Reproduce the items from the line with "Note: mark the dump" through the end of the items, with "overburden pile" swapped for "waste rock pile" and nothing else changed.

-- START OF Data in this exercise --

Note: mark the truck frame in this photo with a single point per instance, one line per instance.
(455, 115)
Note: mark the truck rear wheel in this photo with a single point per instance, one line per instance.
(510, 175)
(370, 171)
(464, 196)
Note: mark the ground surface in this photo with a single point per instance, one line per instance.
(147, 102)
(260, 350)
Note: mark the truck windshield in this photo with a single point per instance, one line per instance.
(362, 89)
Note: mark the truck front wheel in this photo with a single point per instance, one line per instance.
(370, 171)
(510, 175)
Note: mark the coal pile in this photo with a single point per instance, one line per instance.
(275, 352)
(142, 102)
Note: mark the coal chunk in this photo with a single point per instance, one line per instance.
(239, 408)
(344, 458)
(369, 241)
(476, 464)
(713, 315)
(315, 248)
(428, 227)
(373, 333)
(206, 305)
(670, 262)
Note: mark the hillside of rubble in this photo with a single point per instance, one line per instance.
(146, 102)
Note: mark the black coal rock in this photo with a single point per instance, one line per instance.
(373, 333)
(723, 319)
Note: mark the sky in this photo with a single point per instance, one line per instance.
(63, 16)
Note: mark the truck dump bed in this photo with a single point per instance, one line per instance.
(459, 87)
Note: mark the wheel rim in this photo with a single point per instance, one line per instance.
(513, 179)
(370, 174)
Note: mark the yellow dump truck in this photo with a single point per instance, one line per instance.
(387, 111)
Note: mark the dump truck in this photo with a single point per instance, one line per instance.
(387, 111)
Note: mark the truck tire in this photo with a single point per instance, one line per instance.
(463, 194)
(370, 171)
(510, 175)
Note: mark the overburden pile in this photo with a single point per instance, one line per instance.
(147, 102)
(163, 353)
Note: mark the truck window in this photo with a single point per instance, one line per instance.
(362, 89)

-- END OF Data in this exercise --

Full solution -
Note: mark the dump truck in this photo with a single point per instance, one line per instance.
(387, 111)
Note: mark the truck tire in this photo with a single point per instance, one line per instance.
(463, 194)
(370, 171)
(510, 175)
Note: mark the waste rock pile in this photo with a single point per instance, one line per instance.
(147, 102)
(163, 353)
Note: mark the truck window in this photo with a single point per instance, one line per instance.
(362, 89)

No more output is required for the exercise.